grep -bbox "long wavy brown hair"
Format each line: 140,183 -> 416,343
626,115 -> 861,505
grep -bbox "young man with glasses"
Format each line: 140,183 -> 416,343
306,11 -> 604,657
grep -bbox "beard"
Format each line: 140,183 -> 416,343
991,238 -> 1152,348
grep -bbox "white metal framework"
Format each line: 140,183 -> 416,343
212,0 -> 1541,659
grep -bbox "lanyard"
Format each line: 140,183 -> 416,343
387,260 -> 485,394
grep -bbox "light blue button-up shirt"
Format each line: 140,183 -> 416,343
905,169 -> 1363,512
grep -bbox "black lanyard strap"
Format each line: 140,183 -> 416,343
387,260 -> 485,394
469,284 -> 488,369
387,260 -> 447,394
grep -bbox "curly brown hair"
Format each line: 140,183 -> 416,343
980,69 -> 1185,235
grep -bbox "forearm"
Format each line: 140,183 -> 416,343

Stated exercise: Rewrite the data from its beginning through the line containing "212,0 -> 1541,659", inclusive, replacing "beard" with "mustache" and leaving everything else unchanged.

Result of the exercise:
grep -bbox "long wavy brown hair"
Format each line: 140,183 -> 416,343
626,115 -> 861,505
grep -bbox "young man with glasses"
Format each line: 140,183 -> 416,343
306,11 -> 604,657
grep -bbox "mustache"
Format each line: 140,183 -> 416,343
991,238 -> 1152,348
grep -bbox "white metal framework"
Format each line: 140,183 -> 416,343
212,0 -> 1541,659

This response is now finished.